Text section →

****************

The unorthodox thesis of Pugh's work is that human values are innate, a production of man's evolution and genetics. Drawing on recent biological findings which indicate that the fundamental behavioural motivations of each species are inherited, Pugh looks at the brain as a biological decision system in which innate values in the form of human motivations serve as the decision criteria. He develops a simple model of an innate value structure, which he attempts to show is consistent with human social and intellectual motivations.
The book is divided into three parts. The first part, the human decision system, develops Pugh's theory of decision systems and provides a decision oriented theory of human behaviour. It provides the scientific foundation for the theory, being based on recent developments in cybernetics and decision science. Part two, the structure of human values, deals with the evolutionary factors that seem to have determined the present structure of instinctive human values. It provides a revised interpretation of human behaviour within the context of Pugh's theory of values. It draws on work concerning primate behaviour and human psychology and develops a new interpretation of these results in terms of the decision science theory. It includes a preliminary analysis of the innate human "value structure" and of the evolutionary role of this value structure in motivating eflective human behaviour.

****************

Records shown →
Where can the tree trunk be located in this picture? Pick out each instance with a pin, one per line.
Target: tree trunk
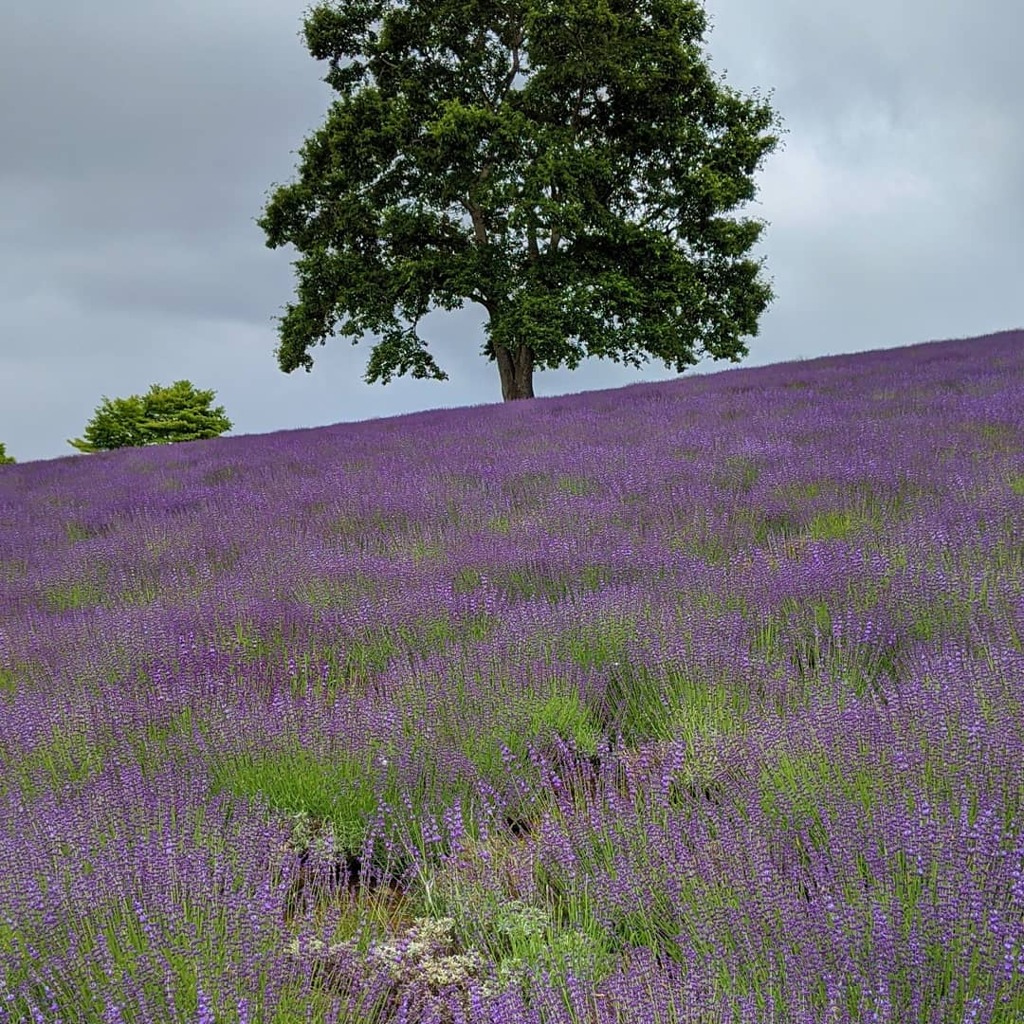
(516, 371)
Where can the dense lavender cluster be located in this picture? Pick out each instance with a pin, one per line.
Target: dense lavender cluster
(690, 701)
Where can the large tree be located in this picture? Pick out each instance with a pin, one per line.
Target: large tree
(162, 416)
(594, 194)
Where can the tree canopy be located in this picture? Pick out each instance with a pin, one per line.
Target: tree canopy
(595, 193)
(163, 416)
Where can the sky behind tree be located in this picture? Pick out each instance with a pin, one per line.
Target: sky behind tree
(140, 140)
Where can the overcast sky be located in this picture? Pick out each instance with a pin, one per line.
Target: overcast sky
(138, 141)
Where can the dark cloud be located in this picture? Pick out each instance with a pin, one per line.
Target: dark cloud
(139, 141)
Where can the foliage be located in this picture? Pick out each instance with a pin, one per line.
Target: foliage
(163, 416)
(619, 116)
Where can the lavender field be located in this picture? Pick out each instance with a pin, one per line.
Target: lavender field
(696, 701)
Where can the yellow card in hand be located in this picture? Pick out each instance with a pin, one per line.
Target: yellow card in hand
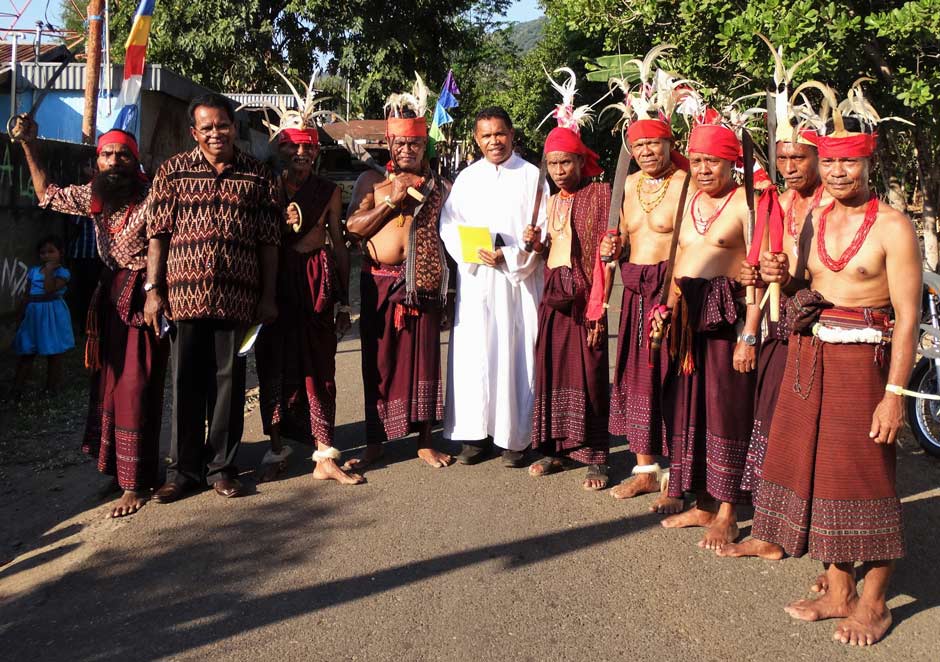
(473, 238)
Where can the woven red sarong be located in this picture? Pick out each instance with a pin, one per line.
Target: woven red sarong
(710, 411)
(636, 395)
(827, 489)
(569, 414)
(296, 355)
(401, 356)
(126, 397)
(771, 363)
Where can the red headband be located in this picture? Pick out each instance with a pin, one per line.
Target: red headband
(307, 136)
(115, 136)
(656, 129)
(406, 127)
(855, 146)
(715, 140)
(561, 139)
(641, 129)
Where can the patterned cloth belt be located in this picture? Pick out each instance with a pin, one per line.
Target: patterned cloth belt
(871, 326)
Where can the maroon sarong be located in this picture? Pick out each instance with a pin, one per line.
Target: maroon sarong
(296, 355)
(569, 415)
(635, 401)
(771, 362)
(827, 488)
(711, 408)
(126, 402)
(401, 356)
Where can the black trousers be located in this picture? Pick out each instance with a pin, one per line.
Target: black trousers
(208, 385)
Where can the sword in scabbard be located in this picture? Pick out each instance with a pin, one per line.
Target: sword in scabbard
(624, 159)
(656, 338)
(776, 234)
(539, 193)
(747, 145)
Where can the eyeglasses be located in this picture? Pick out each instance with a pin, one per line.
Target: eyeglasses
(206, 131)
(410, 145)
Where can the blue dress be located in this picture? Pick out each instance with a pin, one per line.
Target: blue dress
(47, 326)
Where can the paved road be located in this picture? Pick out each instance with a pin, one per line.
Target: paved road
(465, 563)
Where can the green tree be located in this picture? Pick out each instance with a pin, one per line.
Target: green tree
(234, 45)
(898, 43)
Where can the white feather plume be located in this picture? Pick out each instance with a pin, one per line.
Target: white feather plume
(416, 100)
(565, 113)
(306, 114)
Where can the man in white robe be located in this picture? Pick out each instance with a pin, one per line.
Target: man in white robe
(491, 363)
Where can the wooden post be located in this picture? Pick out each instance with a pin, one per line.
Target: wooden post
(92, 73)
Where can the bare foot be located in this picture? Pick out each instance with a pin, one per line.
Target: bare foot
(866, 626)
(372, 454)
(129, 503)
(327, 469)
(752, 547)
(694, 517)
(435, 458)
(828, 606)
(667, 505)
(635, 486)
(720, 532)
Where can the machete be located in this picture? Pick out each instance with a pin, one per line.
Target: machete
(616, 195)
(363, 155)
(747, 145)
(41, 96)
(656, 338)
(539, 192)
(773, 290)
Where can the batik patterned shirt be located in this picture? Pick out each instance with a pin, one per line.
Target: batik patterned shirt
(216, 223)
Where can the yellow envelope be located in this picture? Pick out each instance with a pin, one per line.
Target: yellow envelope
(473, 238)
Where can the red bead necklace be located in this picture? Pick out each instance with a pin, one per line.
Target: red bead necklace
(702, 226)
(871, 214)
(791, 211)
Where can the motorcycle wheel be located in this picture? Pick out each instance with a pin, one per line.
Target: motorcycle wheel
(924, 415)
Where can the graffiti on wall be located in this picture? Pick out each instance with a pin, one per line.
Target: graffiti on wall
(12, 278)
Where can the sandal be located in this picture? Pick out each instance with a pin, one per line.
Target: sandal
(546, 466)
(597, 472)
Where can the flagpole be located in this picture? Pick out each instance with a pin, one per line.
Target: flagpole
(92, 73)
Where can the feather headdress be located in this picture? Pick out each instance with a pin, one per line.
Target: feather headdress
(304, 117)
(416, 100)
(792, 118)
(565, 113)
(652, 93)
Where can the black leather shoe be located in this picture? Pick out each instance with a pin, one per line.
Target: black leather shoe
(472, 454)
(228, 487)
(513, 459)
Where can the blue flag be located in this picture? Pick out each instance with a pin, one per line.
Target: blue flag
(447, 98)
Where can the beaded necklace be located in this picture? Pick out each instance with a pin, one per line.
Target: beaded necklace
(659, 194)
(702, 226)
(871, 215)
(792, 229)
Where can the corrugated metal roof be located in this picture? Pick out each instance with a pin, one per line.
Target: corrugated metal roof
(27, 52)
(289, 101)
(156, 79)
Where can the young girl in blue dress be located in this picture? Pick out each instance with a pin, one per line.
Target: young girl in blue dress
(45, 327)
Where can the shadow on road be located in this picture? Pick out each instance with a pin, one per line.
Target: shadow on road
(120, 606)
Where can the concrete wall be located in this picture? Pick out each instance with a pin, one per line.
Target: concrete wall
(22, 224)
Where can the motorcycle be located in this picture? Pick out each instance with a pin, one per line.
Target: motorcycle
(923, 414)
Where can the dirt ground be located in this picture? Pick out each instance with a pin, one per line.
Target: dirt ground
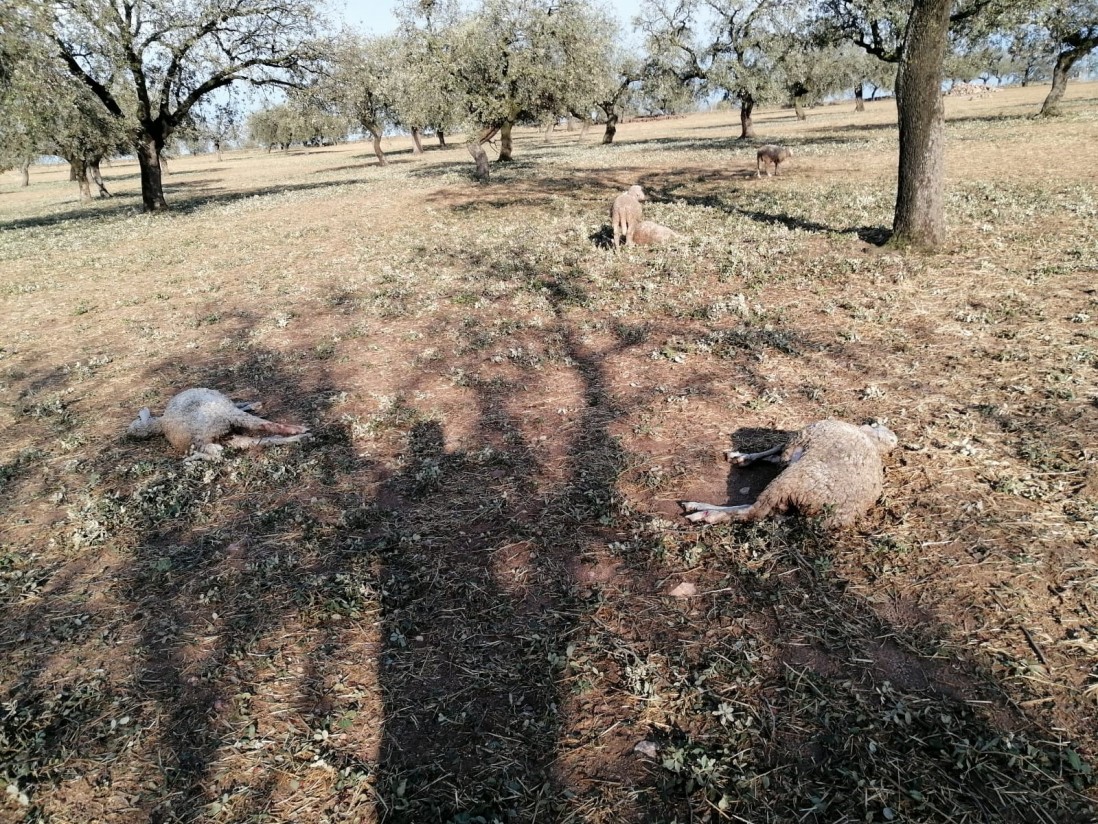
(463, 600)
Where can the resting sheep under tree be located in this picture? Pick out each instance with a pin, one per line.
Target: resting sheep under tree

****************

Brief 1 → According to the description of Pugh's book, what serves as the decision criteria in the brain?
Brief 2 → Pick up the description of Pugh's book after its last sentence and keep writing it.
The rows above have no connection to the description of Pugh's book.

Answer section 1 → Innate values in the form of human motivations.

Answer section 2 →
The final section, values for personal decisions and social policy, deals with the potential implications of the theory for human policy. It shows how our innate human values seem to explain many of the traditional principles of personal ethics and social policy. It also develops some illustrative general ethical and social principles that seem to arise from the theory and discusses some implications of the theory with regard to personal and social issues of current interest. Part three is the least technical of the three parts. It is also the one in which Pugh attempts to apply his theory to real social problems.
The book is written in a style that avoids all technical terminology, including unnecessary use of mathematics. It seems that Pugh is writing for a wider audience than psychologists and other behavioural scientists, namely, the intelligent layman. For anyone interested in the recent developments in sociobiology, Pugh's work is a valuable contribution to the theoretical understanding of human values and the goals of social policy.
JOHN J. RAY, School of Sociology, University of New South Wales.